Requirement>
Output the listing below verbatim, from its first line to its last.
──────── Data for review ────────
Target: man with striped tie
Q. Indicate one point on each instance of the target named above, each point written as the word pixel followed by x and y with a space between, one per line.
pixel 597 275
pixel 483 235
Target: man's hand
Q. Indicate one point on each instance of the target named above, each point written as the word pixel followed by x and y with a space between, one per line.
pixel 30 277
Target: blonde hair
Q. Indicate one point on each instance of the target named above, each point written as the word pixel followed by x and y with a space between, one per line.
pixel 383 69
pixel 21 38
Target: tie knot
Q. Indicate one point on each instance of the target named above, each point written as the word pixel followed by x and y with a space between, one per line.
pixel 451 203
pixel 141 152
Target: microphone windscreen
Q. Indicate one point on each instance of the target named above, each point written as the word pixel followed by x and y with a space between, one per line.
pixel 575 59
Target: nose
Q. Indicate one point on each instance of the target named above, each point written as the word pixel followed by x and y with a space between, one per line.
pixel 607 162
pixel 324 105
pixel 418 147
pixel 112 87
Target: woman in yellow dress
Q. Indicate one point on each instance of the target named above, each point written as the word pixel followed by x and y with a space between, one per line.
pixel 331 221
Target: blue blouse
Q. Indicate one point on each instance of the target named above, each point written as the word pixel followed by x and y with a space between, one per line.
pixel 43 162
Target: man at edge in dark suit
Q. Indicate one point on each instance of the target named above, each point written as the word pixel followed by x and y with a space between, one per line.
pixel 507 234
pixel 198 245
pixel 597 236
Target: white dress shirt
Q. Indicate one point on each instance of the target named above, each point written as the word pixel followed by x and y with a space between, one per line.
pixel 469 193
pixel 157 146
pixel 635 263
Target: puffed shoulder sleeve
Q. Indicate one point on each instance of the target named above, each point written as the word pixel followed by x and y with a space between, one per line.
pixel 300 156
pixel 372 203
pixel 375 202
────────
Response to this exercise>
Target: man with striped tie
Q. Indicate one point on each instance of the target named above, each point written as the word pixel followed by x and y with a space between, one per line.
pixel 597 275
pixel 483 235
Target: man's hand
Q. Indicate one point on each instance of the target named above, each point written as the word pixel followed by x and y with a space between, one per line.
pixel 30 277
Target: blonde hair
Q. Indicate one point on each instance of the target named above, each point written as the word pixel followed by x and y with a space between, one per line.
pixel 383 69
pixel 21 38
Target: tie knot
Q. Indicate one point on each instance of the target named above, each point written as the word pixel followed by x and y with a space between, one per line.
pixel 451 203
pixel 141 152
Target: microphone windscreen
Q. Indicate one point on each instance of the target named above, each point written as the word pixel followed by x and y with a space between, one per line.
pixel 575 59
Target: nose
Q. Indicate one point on each instance of the target named above, each point written as the word pixel followed by x and y with a space between, one per line.
pixel 607 162
pixel 324 105
pixel 418 147
pixel 112 87
Target: woman in yellow dress
Q. Indicate one point on each instance of the target named above, each point written as the word pixel followed by x and y with a space between, one per line.
pixel 331 221
Target: blue blouse
Q. Indicate one point on each instance of the target named above, each point written as the word pixel followed by x and y with a space between, one per line.
pixel 43 162
Target: man at edge in dark suit
Q. Indicate one point on each instance of the target named above, each point written as the word pixel followed by x and y with a space between, one per line.
pixel 507 234
pixel 198 245
pixel 597 236
Target: white dress shirt
Q. Indicate one point on each instance of the target named above, each point written as the word pixel followed by x and y with a space between, one per line.
pixel 469 193
pixel 157 146
pixel 635 263
Target: puffed shoulder sleeve
Q. Indicate one point on each instance of the target named above, each point written as the word pixel followed by x and y with a space between, one per line.
pixel 300 156
pixel 372 203
pixel 375 202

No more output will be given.